Start of Selected excerpt

Resolving cyclical dependencies between AWS CDK CloudFormation stacks

Resolving cyclical dependencies between AWS CDK CloudFormation stacks - amazon-web-services

Context, I have a CDK app with two stacks using the following setup:
Stack_A:
StateMachine_A
Lambda_A
S3Bucket_A
IAMRole_A
Stack_B:
StateMachine_B
SageMakerTrainJob_B
IAMRole_B
StateMachine_A runs Lambda_A using execution role IAMRole_A. A separate step in StateMachine_A writes data to S3Bucket_A. StateMachine_B runs SageMakerTrainJob_B using execution role IAMRole_B. Lambda_A's purpose is to start execution of StateMachine_B, whose SageMakerTrainJob_B needs to read from S3Bucket_A. Therefore, we have to configure the following permissions:
IAMRole_A needs startExecution permissions on StateMachine_B.
IAMRole_B needs read permissions on S3Bucket_A.

End of Selected excerpt

• [Prompt]: Please carry on the post about cyclical dependencies between AWS CDK CloudFormation stacks, starting right after its final line.

Start of Dataset extract

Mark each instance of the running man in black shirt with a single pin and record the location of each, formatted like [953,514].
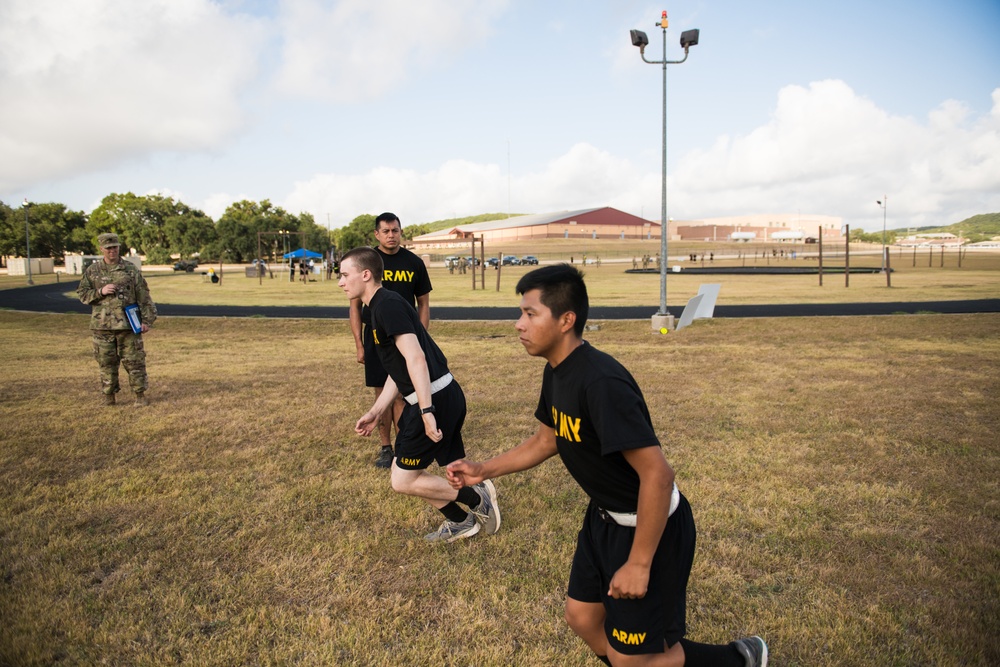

End of Dataset extract

• [Response to the task]:
We tried to model this in CDK by creating a direct dependency in Stack_B on Stack_A, using references to IAMRole_A and S3Bucket_A within Stack_B's definition to grant the needed permissions in code. However, this generated the following error:
Error: 'Stack_B' depends on 'Stack_A' (dependency added using stack.addDependency()). Adding this dependency (Stack_A -> Stack_B/IAMRole_B/Resource.Arn) would create a cyclic reference.
Likewise, trying to model the dependency in the other direction gave the same error:
Error: 'Stack_A' depends on 'Stack_B' (dependency added using stack.addDependency()). Adding this dependency (Stack_B -> Stack_A/S3Bucket_A/Resource.Arn) would create a cyclic reference.
Is there any way around this using code dependencies? Are there any recommended best practices for situations like this? Some options we've considered include:
Using a third stack that depends on both to give Stack_A and Stack_B access to each other's resources.
Creating additional access roles for the necessary resources within each stack and maintaining assumeRole permissions for the Lambda/SageMaker roles somewhere outside of CDK.
Putting them all in one stack. Not great for organization and makes the resources really tightly coupled--we may not want StateMachine_A to be the only entry point to StateMachine_B in the future.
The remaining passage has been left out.